→ **SELECTION**
Investment execution

3.14 Overall execution rates are reasonable. The execution rate of the investment budget is defined as the ratio of actual expenditure at the end of the fiscal year to the initial budgeted appropriation. The optimum pattern of execution occurs when an aggregate execution rate of 100 percent results from actual expenditures equal to budgetary appropriations for each project, thus producing a 100 percent execution rate for each sector as well. Instead, if an apparently satisfactory aggregate execution rate of close to 100 percent results from a combination of diverse rates of implementation of projects—some absorbing much more, and some much less than the budgeted amount—the latter reflects design or execution problems, as well as a general concern for the integrity of the budget process (Chapter 4). In this case, it is advisable to look not only at the overall execution rate but also at its distribution among sectors and projects. In general, wide swings in investment execution rates are a cause for concern. They indicate either that appropriations were insufficiently thought through the budget process, that opaque changes are occurring in sectoral implementation, or both.


3.15 During 1998–2004, the aggregate execution rate of the investment budget was close to 100 percent (Table 3.4). This satisfactory result, however, masks substantial variation among sectors. For example, the so-called “productive services” sector (tourism, post and telecommunications) had the lowest budget execution rate throughout the period—on average about 67 percent, raising the obvious question of why the budgetary appropriations were not adjusted to reflect this record of consistent underspending. In the education and social sectors, the budget has been executed at about 90 percent, though with substantial year-to-year variation. A similar variation has occurred in water and in agriculture. In infrastructure, actual expenditures are at about the same as the initial appropriations; but again, this is only on average—the sector showed significant overspending in 1998–2001, followed by underspending since that period.

3.16 A supplementary budget is generally adopted by midyear. In addition, the executive in Algeria is empowered to make transfers within the total investment budget appropriated by the legislature. Supplementary budgets normally provide for increased expenditure; and during 2002–04, the total budgetary appropriation did remain within the limits of the initial budget (Table 3.5). Based on the “final supplementary budget” (supplementary budget after transfers between programs and projects), the budget execution rates were 91 percent in 2002 and 85 percent in 2003—compared with 99 percent and 92 percent on the basis of the initial budget. Those rates reveal that actual budget execution did not meet the revised expectations.


3.17 Over time, the investment execution rate has declined. It fell from 107 percent on average in 1998–2001 to 92 percent in 2002–04. In 2004, the execution rate of the initial 2004 budget in the infrastructure sector was only 77 percent, and 73 percent in education and other social sectors. The decline was mainly caused by the increased investment budget, which nearly doubled in local currency terms from 2000 to 2004. This decline in execution rate is virtually certain to be even more pronounced in the future, because the investment budget is programmed to again double from 2004 to 2006. The 2004 budget (executed at 86 percent) amounted to DA 720 billion, compared with DA 1,058 billion for 2005 (supplementary finance law) and DA 1,348 billion for 2006 (budget bill).

→ **AIM OF THE EXERCISE**
In the investment execution passage, what was the average budget execution rate of the "productive services" sector over the period? Rely only on the investment execution passage for your answer.

→ **DATASET CONTENT**

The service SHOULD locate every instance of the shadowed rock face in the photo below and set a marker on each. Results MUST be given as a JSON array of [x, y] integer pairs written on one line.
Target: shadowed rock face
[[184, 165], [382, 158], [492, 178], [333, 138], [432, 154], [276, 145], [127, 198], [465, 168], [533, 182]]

→ **COMPLETE OUTPUT**
About 67 percent.